Victoria Miro Isaac Julien 7

‘Linear time is a western invention; time is not linear, it is a marvellous entanglement, where at any moment points can be chosen and solutions invented without beginning or end.’ – Lina Bo Bardi *

Having filmed on location in São Paulo Museum of Art (MASP), SESC Pompéia and in the Teatro Oficina, Julien proposes an open-ended reflection on Lina Bo Bardi’s architecture and her approach to Brazilian culture. These three buildings, widely regarded as landmarks of Brazilian modernism, stand as representative of Lina Bo Bardi’s groundbreaking ideas. Travelling further north, the work also encounters Bo Bardi’s buildings in Salvador: the Museum of Modern Art, Bahia; the Coaty Restaurant and the Gergório de Matos theatre.

Starring the acclaimed Brazilian actresses Fernanda Montenegro and her daughter Fernanda Torres (as seen above), A Marvellous Entanglement portrays Bo Bardi at different stages of her life, as Montenegro and Torres recite texts closely adapted from the architect’s writings.

A central figure of Latin American modernist architecture, Lina Bo Bardi devoted her working life to promoting the social and cultural potential of art, architecture and design. Exploring these themes, A Marvellous Entanglement establishes Bo Bardi’s iconic staircase, which she designed for the Museum of Modern Art, Bahia, as the stage upon which Julien orchestrates an original work by choreographer Zebrinha and performed by the Balé Folclórico de Bahia. The Coaty, a modern ruin perched on the Ladeira de Misericordia in Salvador, accommodates in turn a series of performances by Brazilian art collective Araka. In close collaboration with Julien,
the collective performs in situ happenings reflecting upon the significance of Bo Bardi’s seldom-accessed masterpiece for a young contemporary audience.

— GOAL 1 —
Do the following statements agree with the passage on Lina Bo Bardi? For each, answer yes or no and quote the words of the passage that settle it. (a) Julien filmed in the Teatro Oficina. (b) Bo Bardi designed her iconic staircase for SESC Pompéia. (c) Fernanda Torres is the daughter of Fernanda Montenegro.

— SUPPLIED ENTRIES —
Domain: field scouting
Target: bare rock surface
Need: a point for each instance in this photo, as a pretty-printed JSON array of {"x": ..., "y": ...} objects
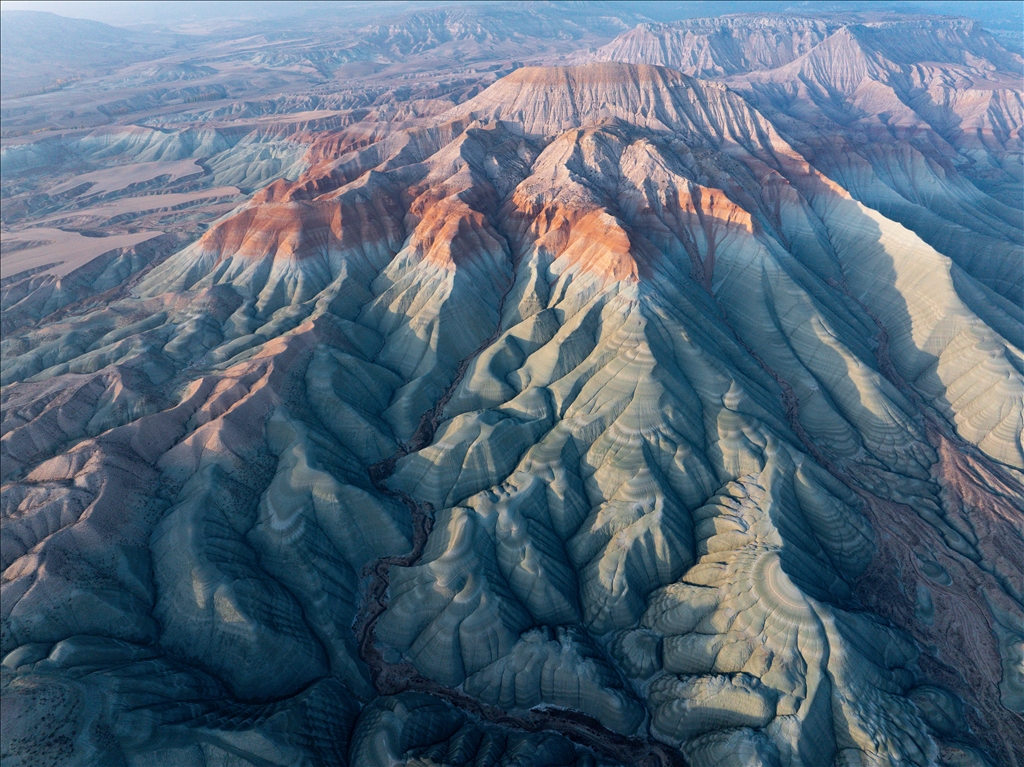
[{"x": 607, "y": 415}]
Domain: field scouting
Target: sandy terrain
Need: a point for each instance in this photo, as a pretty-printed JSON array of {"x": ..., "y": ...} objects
[
  {"x": 66, "y": 250},
  {"x": 146, "y": 203},
  {"x": 114, "y": 179}
]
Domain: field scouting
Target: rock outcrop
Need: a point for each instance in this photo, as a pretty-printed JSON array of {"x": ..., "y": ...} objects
[{"x": 700, "y": 415}]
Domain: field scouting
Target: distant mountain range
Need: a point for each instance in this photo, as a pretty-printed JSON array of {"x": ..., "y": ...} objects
[{"x": 550, "y": 387}]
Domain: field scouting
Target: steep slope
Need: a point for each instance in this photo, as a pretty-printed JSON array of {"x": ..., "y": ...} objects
[
  {"x": 715, "y": 47},
  {"x": 588, "y": 422}
]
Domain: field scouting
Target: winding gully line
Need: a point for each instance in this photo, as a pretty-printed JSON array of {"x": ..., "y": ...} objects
[{"x": 390, "y": 679}]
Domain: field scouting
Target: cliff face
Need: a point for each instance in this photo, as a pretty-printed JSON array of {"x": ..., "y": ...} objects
[{"x": 609, "y": 414}]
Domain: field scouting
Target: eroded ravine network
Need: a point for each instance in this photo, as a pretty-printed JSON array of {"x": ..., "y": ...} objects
[{"x": 392, "y": 678}]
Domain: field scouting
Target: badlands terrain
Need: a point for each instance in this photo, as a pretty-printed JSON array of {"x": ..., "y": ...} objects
[{"x": 463, "y": 385}]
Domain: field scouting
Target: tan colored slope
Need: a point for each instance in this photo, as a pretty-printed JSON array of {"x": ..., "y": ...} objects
[
  {"x": 710, "y": 47},
  {"x": 681, "y": 412}
]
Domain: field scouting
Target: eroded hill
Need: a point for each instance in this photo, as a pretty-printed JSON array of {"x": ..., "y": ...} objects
[{"x": 610, "y": 416}]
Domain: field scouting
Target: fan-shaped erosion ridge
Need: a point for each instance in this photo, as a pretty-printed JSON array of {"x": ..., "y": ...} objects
[{"x": 604, "y": 419}]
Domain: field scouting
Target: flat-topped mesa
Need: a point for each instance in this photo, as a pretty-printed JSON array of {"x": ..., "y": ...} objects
[{"x": 545, "y": 100}]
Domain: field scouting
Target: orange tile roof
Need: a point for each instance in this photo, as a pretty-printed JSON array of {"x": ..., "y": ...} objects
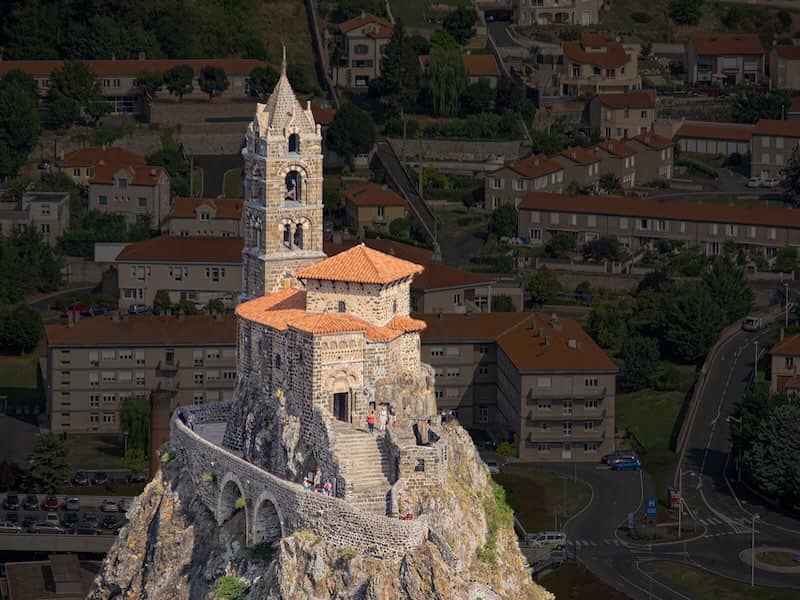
[
  {"x": 94, "y": 155},
  {"x": 715, "y": 132},
  {"x": 139, "y": 174},
  {"x": 361, "y": 264},
  {"x": 201, "y": 249},
  {"x": 225, "y": 208},
  {"x": 372, "y": 194},
  {"x": 144, "y": 330},
  {"x": 777, "y": 128},
  {"x": 719, "y": 44},
  {"x": 639, "y": 99},
  {"x": 668, "y": 209}
]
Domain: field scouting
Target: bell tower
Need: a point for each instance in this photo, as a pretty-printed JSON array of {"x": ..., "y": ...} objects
[{"x": 282, "y": 191}]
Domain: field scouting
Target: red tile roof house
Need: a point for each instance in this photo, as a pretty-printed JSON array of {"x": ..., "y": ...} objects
[{"x": 725, "y": 59}]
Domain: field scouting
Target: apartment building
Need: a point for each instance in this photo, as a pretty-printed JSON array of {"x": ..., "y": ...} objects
[
  {"x": 205, "y": 216},
  {"x": 373, "y": 206},
  {"x": 619, "y": 159},
  {"x": 771, "y": 145},
  {"x": 595, "y": 64},
  {"x": 725, "y": 59},
  {"x": 509, "y": 184},
  {"x": 195, "y": 268},
  {"x": 357, "y": 52},
  {"x": 46, "y": 212},
  {"x": 117, "y": 78},
  {"x": 536, "y": 380},
  {"x": 80, "y": 164},
  {"x": 638, "y": 222},
  {"x": 622, "y": 115},
  {"x": 137, "y": 192},
  {"x": 96, "y": 363},
  {"x": 561, "y": 12}
]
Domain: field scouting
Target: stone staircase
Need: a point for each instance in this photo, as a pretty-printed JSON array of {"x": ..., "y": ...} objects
[{"x": 365, "y": 466}]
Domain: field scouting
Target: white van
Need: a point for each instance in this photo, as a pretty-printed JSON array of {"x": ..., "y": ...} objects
[{"x": 547, "y": 539}]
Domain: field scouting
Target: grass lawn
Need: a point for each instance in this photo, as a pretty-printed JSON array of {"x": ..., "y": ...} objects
[
  {"x": 651, "y": 416},
  {"x": 702, "y": 585},
  {"x": 232, "y": 183},
  {"x": 536, "y": 495},
  {"x": 573, "y": 581}
]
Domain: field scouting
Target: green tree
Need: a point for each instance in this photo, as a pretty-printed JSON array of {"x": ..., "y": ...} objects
[
  {"x": 725, "y": 280},
  {"x": 262, "y": 81},
  {"x": 446, "y": 77},
  {"x": 640, "y": 356},
  {"x": 461, "y": 23},
  {"x": 543, "y": 286},
  {"x": 179, "y": 80},
  {"x": 48, "y": 464},
  {"x": 213, "y": 80},
  {"x": 685, "y": 12},
  {"x": 692, "y": 321},
  {"x": 351, "y": 132},
  {"x": 503, "y": 221}
]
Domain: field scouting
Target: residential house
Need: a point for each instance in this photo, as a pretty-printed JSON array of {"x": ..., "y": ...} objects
[
  {"x": 205, "y": 216},
  {"x": 80, "y": 164},
  {"x": 715, "y": 138},
  {"x": 562, "y": 12},
  {"x": 536, "y": 380},
  {"x": 622, "y": 115},
  {"x": 117, "y": 78},
  {"x": 654, "y": 157},
  {"x": 771, "y": 146},
  {"x": 373, "y": 206},
  {"x": 46, "y": 212},
  {"x": 619, "y": 159},
  {"x": 357, "y": 52},
  {"x": 508, "y": 184},
  {"x": 195, "y": 268},
  {"x": 725, "y": 59},
  {"x": 95, "y": 364},
  {"x": 138, "y": 192},
  {"x": 639, "y": 222},
  {"x": 595, "y": 64}
]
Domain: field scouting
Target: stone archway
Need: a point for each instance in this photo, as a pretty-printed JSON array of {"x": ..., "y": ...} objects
[{"x": 268, "y": 523}]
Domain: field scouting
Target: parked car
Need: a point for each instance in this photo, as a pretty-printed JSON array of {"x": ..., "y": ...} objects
[
  {"x": 626, "y": 464},
  {"x": 11, "y": 502},
  {"x": 50, "y": 503},
  {"x": 100, "y": 478},
  {"x": 81, "y": 478}
]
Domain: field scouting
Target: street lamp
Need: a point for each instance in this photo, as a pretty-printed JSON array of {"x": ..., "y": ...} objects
[{"x": 753, "y": 550}]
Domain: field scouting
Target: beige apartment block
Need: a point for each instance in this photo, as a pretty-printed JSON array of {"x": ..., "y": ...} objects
[
  {"x": 95, "y": 364},
  {"x": 536, "y": 380},
  {"x": 205, "y": 216},
  {"x": 197, "y": 268},
  {"x": 623, "y": 115},
  {"x": 561, "y": 12},
  {"x": 595, "y": 64},
  {"x": 725, "y": 59},
  {"x": 358, "y": 51},
  {"x": 771, "y": 145},
  {"x": 46, "y": 212},
  {"x": 639, "y": 222}
]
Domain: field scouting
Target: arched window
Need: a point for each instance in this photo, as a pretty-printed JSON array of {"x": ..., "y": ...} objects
[
  {"x": 298, "y": 235},
  {"x": 294, "y": 143}
]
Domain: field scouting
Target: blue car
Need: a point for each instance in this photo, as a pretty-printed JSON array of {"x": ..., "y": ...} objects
[{"x": 626, "y": 464}]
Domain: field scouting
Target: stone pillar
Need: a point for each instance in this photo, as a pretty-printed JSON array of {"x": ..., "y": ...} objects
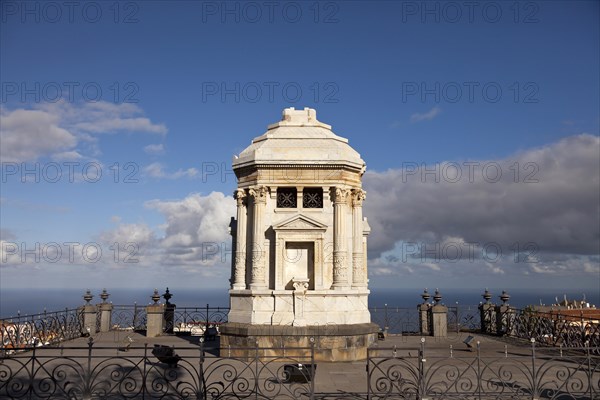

— GOAL 2 —
Which lines in the listing contain the string "apartment"? Find each one, treating case as significant, and copy it.

— TASK SOLUTION 1 —
(a) Yes: "Having filmed on location in São Paulo Museum of Art (MASP), SESC Pompéia and in the Teatro Oficina"
(b) No: "Bo Bardi’s iconic staircase, which she designed for the Museum of Modern Art, Bahia"
(c) Yes: "Fernanda Montenegro and her daughter Fernanda Torres"

— TASK SOLUTION 2 —
Target: apartment building
Target: beige apartment block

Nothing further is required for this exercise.